Material provided:
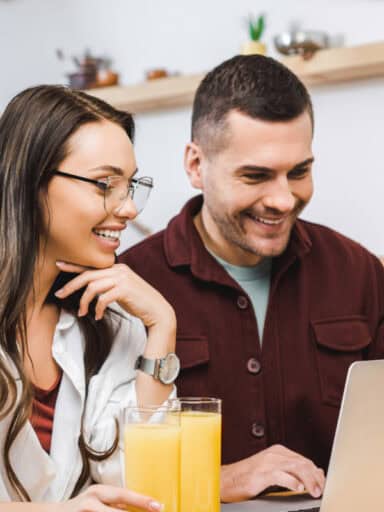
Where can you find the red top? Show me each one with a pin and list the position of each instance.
(43, 412)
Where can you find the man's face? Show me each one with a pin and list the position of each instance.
(255, 187)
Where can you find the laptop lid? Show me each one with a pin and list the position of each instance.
(355, 479)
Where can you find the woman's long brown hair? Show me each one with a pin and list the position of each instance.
(34, 133)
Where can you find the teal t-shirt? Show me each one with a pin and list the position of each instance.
(256, 282)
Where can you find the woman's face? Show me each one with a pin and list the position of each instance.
(78, 228)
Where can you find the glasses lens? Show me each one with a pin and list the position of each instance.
(119, 189)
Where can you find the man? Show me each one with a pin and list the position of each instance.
(271, 310)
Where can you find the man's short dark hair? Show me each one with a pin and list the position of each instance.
(254, 85)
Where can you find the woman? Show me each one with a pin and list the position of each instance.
(72, 322)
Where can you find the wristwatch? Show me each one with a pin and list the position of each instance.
(165, 369)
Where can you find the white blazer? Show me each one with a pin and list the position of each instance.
(52, 477)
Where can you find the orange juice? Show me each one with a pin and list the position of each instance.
(152, 462)
(200, 461)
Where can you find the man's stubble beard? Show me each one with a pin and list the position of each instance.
(231, 231)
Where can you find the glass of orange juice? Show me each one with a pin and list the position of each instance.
(200, 422)
(152, 453)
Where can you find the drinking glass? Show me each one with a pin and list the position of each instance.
(200, 422)
(152, 453)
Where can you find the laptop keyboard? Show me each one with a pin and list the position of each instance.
(316, 509)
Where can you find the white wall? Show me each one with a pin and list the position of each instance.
(192, 36)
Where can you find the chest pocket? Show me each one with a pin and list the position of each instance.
(338, 343)
(193, 352)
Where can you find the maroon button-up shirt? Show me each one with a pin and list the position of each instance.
(326, 310)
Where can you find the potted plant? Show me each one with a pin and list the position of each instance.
(256, 27)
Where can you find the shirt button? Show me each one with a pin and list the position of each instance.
(253, 366)
(242, 302)
(258, 430)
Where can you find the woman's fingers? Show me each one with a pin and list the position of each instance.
(119, 496)
(92, 290)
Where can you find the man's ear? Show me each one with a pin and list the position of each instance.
(192, 163)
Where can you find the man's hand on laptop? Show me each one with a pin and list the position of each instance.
(276, 465)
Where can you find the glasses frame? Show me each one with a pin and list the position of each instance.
(103, 184)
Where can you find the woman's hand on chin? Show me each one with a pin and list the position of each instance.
(118, 284)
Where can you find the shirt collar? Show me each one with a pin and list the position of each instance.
(66, 320)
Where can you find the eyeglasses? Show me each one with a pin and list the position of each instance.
(116, 189)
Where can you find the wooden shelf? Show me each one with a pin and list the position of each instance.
(326, 66)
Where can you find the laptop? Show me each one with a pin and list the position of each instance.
(355, 479)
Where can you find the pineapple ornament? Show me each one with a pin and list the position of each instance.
(256, 29)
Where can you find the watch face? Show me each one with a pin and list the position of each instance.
(169, 368)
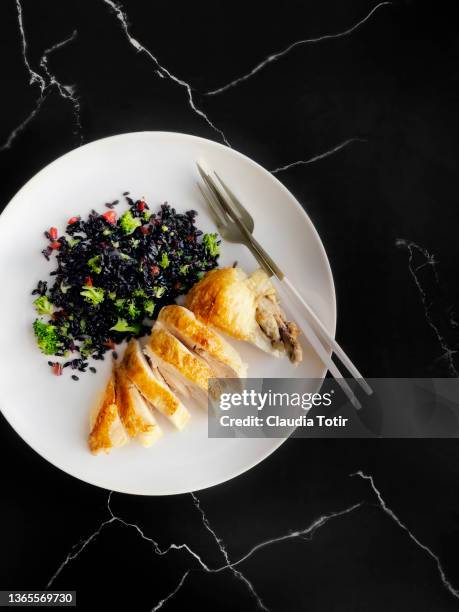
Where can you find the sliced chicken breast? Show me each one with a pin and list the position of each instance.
(184, 371)
(153, 387)
(134, 412)
(246, 308)
(106, 429)
(223, 359)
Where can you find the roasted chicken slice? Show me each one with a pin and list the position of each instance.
(223, 359)
(271, 318)
(246, 308)
(106, 429)
(153, 387)
(134, 412)
(184, 371)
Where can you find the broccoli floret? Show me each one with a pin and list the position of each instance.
(48, 338)
(149, 307)
(164, 263)
(94, 264)
(159, 291)
(211, 242)
(43, 305)
(86, 348)
(128, 223)
(93, 295)
(132, 310)
(123, 326)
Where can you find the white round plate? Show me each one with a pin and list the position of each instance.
(51, 413)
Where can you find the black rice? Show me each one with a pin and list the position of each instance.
(114, 273)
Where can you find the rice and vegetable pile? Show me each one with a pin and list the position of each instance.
(114, 272)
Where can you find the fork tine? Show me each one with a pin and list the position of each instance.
(241, 210)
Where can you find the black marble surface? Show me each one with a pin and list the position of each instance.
(358, 117)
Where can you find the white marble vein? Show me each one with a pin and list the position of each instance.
(422, 546)
(68, 92)
(319, 156)
(306, 533)
(275, 56)
(46, 81)
(198, 563)
(448, 351)
(160, 69)
(21, 127)
(161, 603)
(239, 575)
(34, 77)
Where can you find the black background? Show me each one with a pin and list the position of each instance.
(393, 84)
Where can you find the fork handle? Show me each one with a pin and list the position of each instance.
(310, 335)
(305, 313)
(321, 330)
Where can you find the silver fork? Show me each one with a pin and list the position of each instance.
(228, 213)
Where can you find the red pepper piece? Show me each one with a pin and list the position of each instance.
(110, 216)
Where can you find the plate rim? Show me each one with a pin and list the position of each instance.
(177, 135)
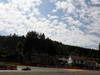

Exercise requirements:
A precise copy of each record, with the images removed, should be output.

Problem solution:
Where can you find the red top? Show me each one with a pin and list the position of each instance.
(43, 412)
Where can you find the man's face? Show me each one with a pin and list the position of each instance.
(255, 187)
Where can you find the laptop lid? Show me each one with a pin and list the position of each instance.
(355, 479)
Where can you find the woman's long brown hair? Show me each one with a pin and list the position of each instance.
(34, 133)
Where can you find the teal t-shirt? Show me each one with a pin and list the position of each instance.
(256, 282)
Where can you find the woman's face? Show me each one with a pin and list the position of each instance.
(78, 228)
Where can you find the glasses lens? Show me each one with a pin and list the position of each instance.
(119, 189)
Where can you find the man? Show me each one with a pin and list the position of each instance.
(271, 310)
Where can you find the man's short dark hair? Show me each one with a pin and list the position of each instance.
(254, 85)
Where can you find the woman? Show me each one with a pin and list the position of each instance.
(72, 322)
Where can you find the wristwatch? Show me each one with a pin and list the position of each instance.
(165, 369)
Where can you find the white blazer? Show me each one with a pin and list the position of each instance.
(52, 477)
Where can you find the orange juice? Show me each one with a pin and list the position of each instance.
(152, 462)
(200, 461)
Where can you find the man's stubble beard? Show me each one with a pin and list the position of each instance.
(231, 231)
Where can you find the glass of orange juice? Show me each one with a pin and list the position of each instance.
(200, 422)
(152, 453)
Where can you find the drinking glass? Show me each one with a pin and list the position of each instance.
(200, 422)
(152, 453)
Where can you find the laptop keyboard? Show me each one with a pin and list the position of each instance.
(316, 509)
Where can you find the white wall? Show me each one with a pin and list the position of each instance.
(192, 36)
Where can you find the chest pocket? Show me each one with a pin and list the position of each instance.
(338, 343)
(193, 352)
Where can you find the maroon button-up shirt? Show me each one with a pin and list the position of each instance.
(326, 310)
Where can you find the potted plant? Show me each one with a pin and list the position of each instance.
(256, 27)
Where can you find the shirt button? Show me each one with a pin and list the position of each instance.
(253, 366)
(242, 302)
(258, 430)
Where can you find the woman's fingers? Show me each one with a pin and list the position of each instance.
(119, 496)
(92, 290)
Where can you find the man's ear? Show me each one with a pin and list the position of each instance.
(192, 163)
Where can you find the man's hand on laptop? Show me each one with a pin and list the position of each instance.
(276, 465)
Where can you find the glasses frame? Show me each one with a pin and list the position of each instance.
(103, 184)
Where can you find the woman's hand on chin? Show me each one with a pin and list the position of each instance.
(118, 284)
Where can you find the shirt collar? Show me each one with a pin and list the position of each instance.
(66, 320)
Where can you find the eyeglasses? Show me each one with a pin and list the position of each instance.
(116, 189)
Where can you find the wooden shelf? Show me each one with a pin and list the position of each instance.
(326, 66)
Where can you find the laptop? Show me each one with a pin and list the position of each instance.
(355, 479)
Where can you find the pineapple ornament? Show me each one with a pin and list the position of each instance.
(256, 29)
Where can you find the watch face? Show me each one with a pin and list the position of each instance.
(169, 368)
Where can you find the sliced chicken breast? Show me each one with a pin and list the position of each instance.
(184, 371)
(153, 387)
(134, 412)
(246, 308)
(106, 429)
(223, 359)
Where can you find the roasted chicken slice? Show me each one with a pin and list the position of each instance.
(223, 359)
(271, 318)
(246, 308)
(106, 429)
(153, 387)
(134, 412)
(184, 371)
Where can you find the broccoli floret? Show me each one with a pin and list the position of each instance.
(48, 338)
(149, 307)
(164, 263)
(94, 264)
(159, 291)
(211, 242)
(43, 305)
(86, 348)
(128, 223)
(93, 295)
(132, 310)
(123, 326)
Where can you find the white round plate? Show me each one with a pin and list the position of each instance.
(51, 413)
Where can you find the black rice? Show me each one with a pin and list the position of each instance.
(114, 273)
Where can you find the rice and vegetable pile? Show me each one with a pin and list the position of each instance.
(114, 272)
Where can you find the fork tine? Show me each one with a pin and list the position of each instance.
(241, 210)
Where can you find the black marble surface? Show me each one with a pin and list the position of each instance.
(358, 117)
Where can you find the white marble vein? Show me each one with a pin and list the position of each instance.
(422, 546)
(68, 92)
(319, 156)
(306, 533)
(275, 56)
(46, 81)
(198, 563)
(448, 351)
(160, 69)
(21, 127)
(161, 603)
(239, 575)
(34, 77)
Where can you find the black background? Show me each one with a pin and list the position of each instance.
(393, 84)
Where can you find the fork handle? Show me each one with a pin and list the position of each instance.
(310, 335)
(305, 313)
(321, 330)
Where can you find the silver fork? Show me each one with a pin and list the position of each instance.
(228, 213)
Where can you find the red pepper piece? Show me each one with a pin and list the position of each instance.
(110, 216)
Where can you find the plate rim? Show me each one with a pin and list the position of each instance.
(177, 135)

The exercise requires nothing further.